> What to do
Please copy everything from the line containing "of the tail" down to the line containing "Target: fallen leaf", substituting "Place each point" for "Keep each point" and leaving all else unchanged.

> Listing
====
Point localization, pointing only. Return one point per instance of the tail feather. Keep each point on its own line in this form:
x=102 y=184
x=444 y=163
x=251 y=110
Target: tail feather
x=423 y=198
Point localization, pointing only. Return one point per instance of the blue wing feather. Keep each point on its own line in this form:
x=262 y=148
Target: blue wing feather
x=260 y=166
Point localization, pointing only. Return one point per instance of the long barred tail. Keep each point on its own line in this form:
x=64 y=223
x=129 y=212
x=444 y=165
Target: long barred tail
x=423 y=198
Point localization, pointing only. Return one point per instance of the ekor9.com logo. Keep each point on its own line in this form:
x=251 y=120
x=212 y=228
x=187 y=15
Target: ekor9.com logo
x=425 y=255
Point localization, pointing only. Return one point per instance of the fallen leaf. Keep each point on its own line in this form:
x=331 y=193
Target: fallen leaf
====
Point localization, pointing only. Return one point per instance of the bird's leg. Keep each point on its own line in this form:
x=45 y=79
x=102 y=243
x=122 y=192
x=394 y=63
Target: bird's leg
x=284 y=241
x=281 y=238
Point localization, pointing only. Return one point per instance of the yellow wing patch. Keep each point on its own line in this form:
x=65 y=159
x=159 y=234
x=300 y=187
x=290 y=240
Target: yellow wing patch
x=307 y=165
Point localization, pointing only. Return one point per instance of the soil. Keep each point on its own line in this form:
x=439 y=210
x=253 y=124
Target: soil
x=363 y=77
====
> Written response
Point localization, pointing only. Return one point per instance of the tail feather. Place each point on its own line in this form:
x=102 y=184
x=444 y=163
x=251 y=110
Target: tail feather
x=423 y=198
Point localization, pointing only. Return one point per instance of the blue wing feather. Place each point on its own line in this form:
x=262 y=148
Target: blue wing feather
x=260 y=166
Point localization, pointing only. Return one point per instance of the long barred tail. Place each point on its own line in this form:
x=64 y=223
x=129 y=212
x=444 y=165
Target: long barred tail
x=423 y=198
Point localization, pointing only. Return one point per instance of the ekor9.com logo. Place each point on its own line in this form:
x=251 y=120
x=212 y=228
x=187 y=15
Target: ekor9.com logo
x=425 y=255
Point localization, pointing only. Return one point per instance of the fallen leaf. Place each point on its own line in this form:
x=331 y=193
Target: fallen leaf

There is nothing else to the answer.